Text passage
↓↓↓

Enhance medical research and education: In the field of medical research and education, LLMs present invaluable tools for data analysis, literature review and hypothesis generation. By processing extensive medical databases and scientific literature, LLMs can identify patterns and associations that might have otherwise been overlooked. This capacity to explore vast volumes of data expeditiously opens up new avenues for medical research and accelerates the pace of scientific discovery. LLMs can also assist researchers in formulating research questions, facilitating experimental design and interpreting results, thus bolstering the quality and efficiency of medical research endeavors. On the other hand, LLMs have also shown immense potential in transforming medical education. These advanced AI models, like ChatGPT, can act as invaluable virtual teaching assistants, providing students with detailed and up-to-date information on various medical topics (Lee, 2023). LLMs offer personalized learning pathways, adapting their responses to suit individual students’ needs and learning patterns. By incorporating LLMs into medical education, students can access a wealth of knowledge, receive interactive feedback and engage in dynamic learning experiences, ultimately fostering a more effective and comprehensive understanding of biomedical sciences.

Assist decision-making in public health management: LLMs have emerged as potent instruments for data-driven decision-making in public healthcare management. By analyzing and synthesizing diverse data sources, LLMs can offer comprehensive insights into disease trends, treatment efficacy and patient outcomes. These data-driven analyses aid in formulating evidence-based medical protocols and clinical guidelines, ultimately improving the overall quality of healthcare delivery (Arora & Arora, 2023). Moreover, LLMs can support public health authorities in tracking and managing infectious disease outbreaks, enabling proactive interventions to curb their spread. The integration of LLMs in public health initiatives holds the potential to revolutionize data surveillance, epidemiological modeling and health policy formulation. LLMs can process vast amounts of public health data, including health surveys, population health records and disease surveillance reports, allowing for real-time tracking of health indicators and early identification of health risks. Through predictive modeling, LLMs can assist in forecasting disease outbreaks and resource allocation, helping public health authorities prepare timely and effective responses.

While LLMs hold great promise in the fields of medical and public health domains, there remain several challenges that require thorough and thoughtful consideration. Data privacy and security concerns are paramount, as the use of LLMs entails handling sensitive patient information. Furthermore, potential biases in the generated content must be acknowledged and addressed to ensure equitable healthcare practices (Li et al., 2023; Shen et al., 2023). Ethical guidelines must be established to govern the use of LLMs in medical decision-making, research and public health initiatives, upholding the principles of patient autonomy, beneficence and non-maleficence. Transparent and explainable AI models are essential to foster trust among healthcare professionals, patients and the public. Additionally, the potential displacement of certain healthcare tasks by LLMs should be carefully managed, striking a balance between human expertise and AI assistance.

5.4 Speech and Recognition Techniques

LLMs-based end-to-end speech recognition model: The emergence of LLMs like ChatGPT also benefits the speech recognition field, which is a task to map audio inputs to text outputs. Traditional speech recognition systems usually combine various components, such as a language model, an acoustic model, a pronunciation model, etc. This structure relies on large computation storage and restricts the deployment of speech recognition systems on-device implementation. Research on end-to-end speech recognition models based on the LLMs is needed to mitigate this issue. For example, end-to-end speech recognition models were reviewed and compared on recognition accuracy, latency, mode size and computational cost (Kim et al., 2020).

↑↑↑

What this exercise asks
1 – From the passage on large language models, translate this sentence into Spanish: "Data privacy and security concerns are paramount, as the use of LLMs entails handling sensitive patient information."
2 – Set down the passage on large language models without alteration, everything from "5.4 Speech and" down to "et al., 2020).".

Dataset
↓↓↓

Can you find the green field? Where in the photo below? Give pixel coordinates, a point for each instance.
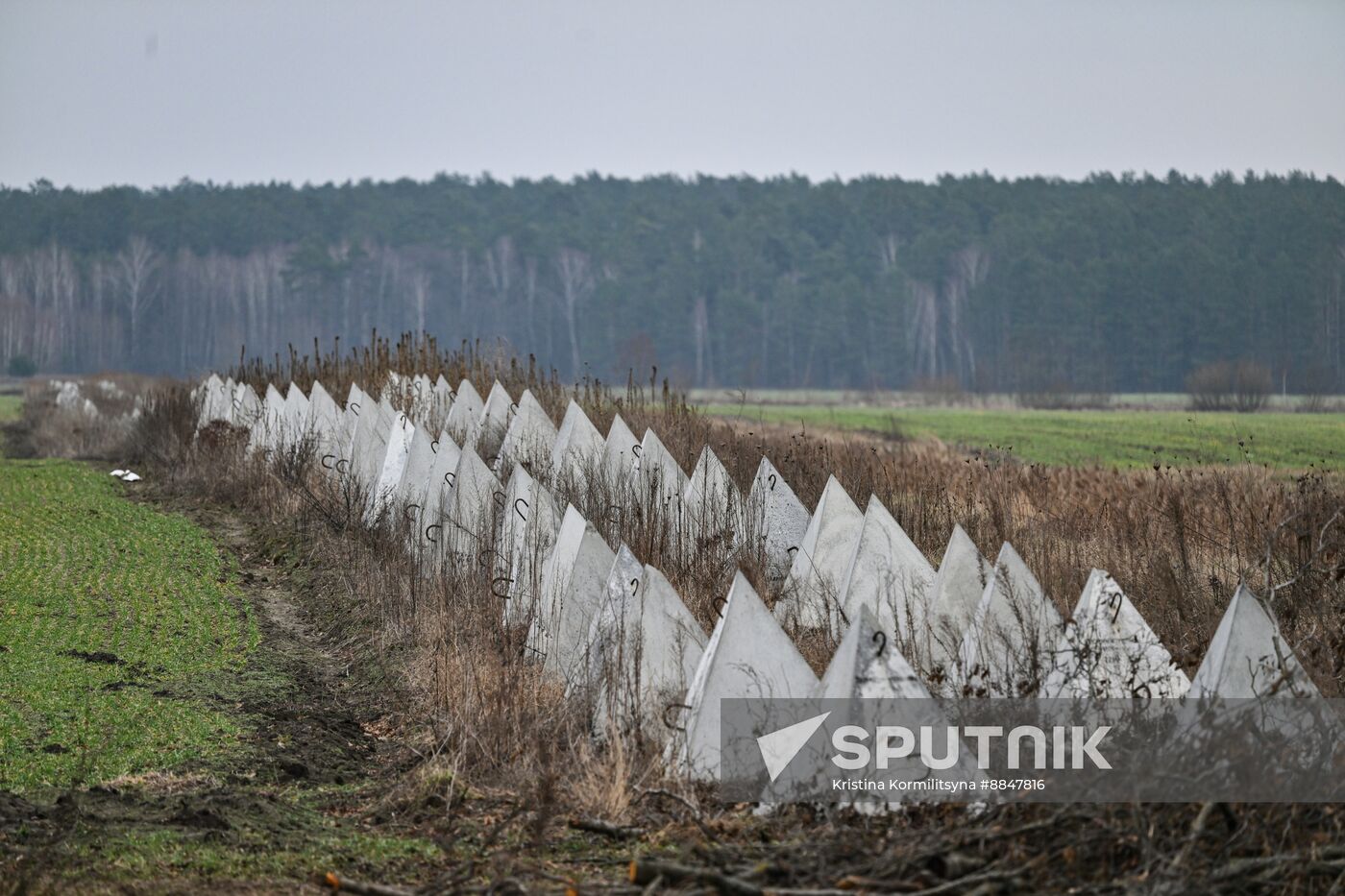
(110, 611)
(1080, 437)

↑↑↑
↓↓↓

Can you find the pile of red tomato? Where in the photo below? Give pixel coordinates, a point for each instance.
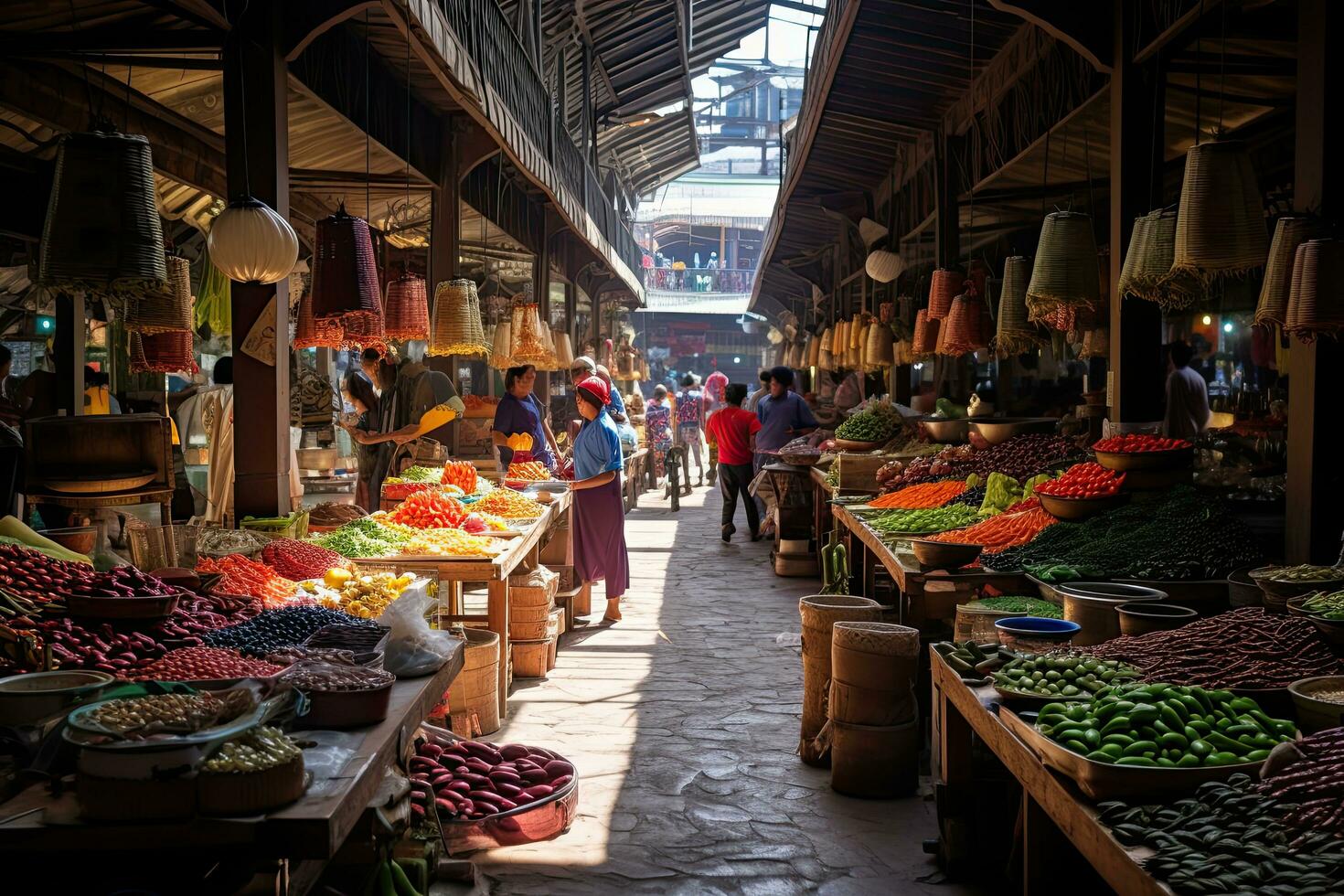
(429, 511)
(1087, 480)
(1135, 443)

↑↑↑

Answers for this exercise
1 – Las preocupaciones sobre la privacidad y la seguridad de los datos son primordiales, ya que el uso de los LLM conlleva el manejo de información sensible de los pacientes.

2 –
5.4 Speech and Recognition Techniques

LLMs-based end-to-end speech recognition model: The emergence of LLMs like ChatGPT also benefits the speech recognition field, which is a task to map audio inputs to text outputs. Traditional speech recognition systems usually combine various components, such as a language model, an acoustic model, a pronunciation model, etc. This structure relies on large computation storage and restricts the deployment of speech recognition systems on-device implementation. Research on end-to-end speech recognition models based on the LLMs is needed to mitigate this issue. For example, end-to-end speech recognition models were reviewed and compared on recognition accuracy, latency, mode size and computational cost (Kim et al., 2020).